(Excerpts from a detection dataset)
(begin)

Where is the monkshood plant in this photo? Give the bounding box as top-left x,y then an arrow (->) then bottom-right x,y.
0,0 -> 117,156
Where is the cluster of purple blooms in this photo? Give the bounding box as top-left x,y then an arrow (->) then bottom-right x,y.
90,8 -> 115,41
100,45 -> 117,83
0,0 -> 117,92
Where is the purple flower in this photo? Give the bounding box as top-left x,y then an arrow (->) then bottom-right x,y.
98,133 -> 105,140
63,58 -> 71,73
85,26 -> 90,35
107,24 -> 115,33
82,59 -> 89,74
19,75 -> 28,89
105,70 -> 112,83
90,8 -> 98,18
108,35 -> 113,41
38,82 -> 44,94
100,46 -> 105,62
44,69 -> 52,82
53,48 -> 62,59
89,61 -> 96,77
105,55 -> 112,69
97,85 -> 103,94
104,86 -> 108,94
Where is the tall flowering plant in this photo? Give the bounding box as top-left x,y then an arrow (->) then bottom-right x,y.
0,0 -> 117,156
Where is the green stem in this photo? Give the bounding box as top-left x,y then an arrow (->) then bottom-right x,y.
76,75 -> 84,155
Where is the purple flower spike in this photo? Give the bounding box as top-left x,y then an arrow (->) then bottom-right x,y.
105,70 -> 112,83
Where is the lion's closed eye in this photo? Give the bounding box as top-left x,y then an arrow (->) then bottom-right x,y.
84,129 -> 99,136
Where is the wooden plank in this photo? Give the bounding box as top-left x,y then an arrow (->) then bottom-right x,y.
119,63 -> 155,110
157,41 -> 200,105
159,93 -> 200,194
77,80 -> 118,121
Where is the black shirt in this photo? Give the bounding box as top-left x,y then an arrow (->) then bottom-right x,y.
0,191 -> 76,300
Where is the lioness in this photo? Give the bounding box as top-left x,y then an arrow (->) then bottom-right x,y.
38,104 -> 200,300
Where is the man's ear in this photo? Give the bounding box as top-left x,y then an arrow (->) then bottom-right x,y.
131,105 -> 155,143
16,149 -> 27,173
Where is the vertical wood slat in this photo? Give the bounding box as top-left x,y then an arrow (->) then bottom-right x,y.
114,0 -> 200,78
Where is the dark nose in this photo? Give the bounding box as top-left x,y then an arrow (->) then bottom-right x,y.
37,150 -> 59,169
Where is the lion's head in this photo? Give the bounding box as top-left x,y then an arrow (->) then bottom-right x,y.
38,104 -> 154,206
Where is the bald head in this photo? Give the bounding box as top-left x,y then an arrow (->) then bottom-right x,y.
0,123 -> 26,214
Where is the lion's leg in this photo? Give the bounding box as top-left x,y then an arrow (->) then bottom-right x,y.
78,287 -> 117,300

(end)

OBJECTIVE: Reproduce all of the entries above word for word, line by line, with every coordinate left unchanged.

RESPONSE BELOW:
Where is the monkshood plant in this photo? Give the bounding box as top-left x,y then an arrow (->) then bottom-right x,y.
0,0 -> 117,156
Where is the cluster of purple blooms in this photo? Give the bounding box as top-left x,y then an arrow (->) then bottom-right x,y.
90,8 -> 115,41
100,45 -> 117,83
0,0 -> 117,92
Where is the purple flower in this photo? Give the bounding box as top-left x,y then an arrow (->) then bottom-right x,y.
98,133 -> 105,140
63,58 -> 71,73
85,26 -> 90,35
107,24 -> 115,33
82,59 -> 89,74
19,75 -> 28,89
105,70 -> 112,83
90,8 -> 98,18
108,35 -> 113,41
38,82 -> 44,94
100,46 -> 105,62
44,69 -> 52,82
53,48 -> 62,59
89,61 -> 96,77
105,55 -> 112,69
97,85 -> 103,94
104,86 -> 108,94
Where is the tall flowering plant in this photo? Give the bounding box as top-left x,y then an arrow (->) then bottom-right x,y.
0,0 -> 117,156
Where is the green stem in this photo? Give the bounding box as top-left x,y then an arrow (->) then bottom-right x,y.
76,75 -> 84,155
Where is the purple flower spike in this photo? Give the bounding box as top-left x,y then an arrow (->) then bottom-right x,y.
105,70 -> 112,83
Where is the lion's closed eye in this photo? Give the bounding box as top-left x,y then an arrow (->) then bottom-right x,y.
84,129 -> 99,136
Where is the wooden plank in this photo? Give the bounding box as top-left x,y then an arrow (->) then bottom-right x,y.
119,63 -> 155,110
157,41 -> 200,105
159,93 -> 200,194
77,80 -> 118,121
Where is the black shirt in this photo? Give the bounding box as top-left x,y then an arrow (->) then bottom-right x,y.
0,191 -> 76,300
Where is the lioness in this photo? Give the bounding box as top-left x,y then an arrow (->) then bottom-right x,y.
38,104 -> 200,300
Where is the man's ear in this photo? Give the bounding box as top-left x,y then an arrow (->) then bottom-right x,y.
131,105 -> 155,143
16,149 -> 27,173
Where is the vertical wood slat in this photo? Give the bounding box as top-left x,y then an arrow (->) then bottom-right x,y.
114,0 -> 200,78
Where is the dark nose in this photo? Give the bounding box as top-left x,y then an arrow (->) then bottom-right x,y.
37,150 -> 59,169
Where is the lion's head in this photo? Give the bounding box as top-left x,y then an arrow (->) then bottom-right x,y.
38,104 -> 154,206
Where is the bald head in this photo? Give the bounding box as top-left x,y then an arrow (->) then bottom-right x,y.
0,123 -> 26,214
Where is the lion's leg in this photo? Give the bounding box as top-left x,y then an arrow (->) then bottom-right x,y.
78,287 -> 117,300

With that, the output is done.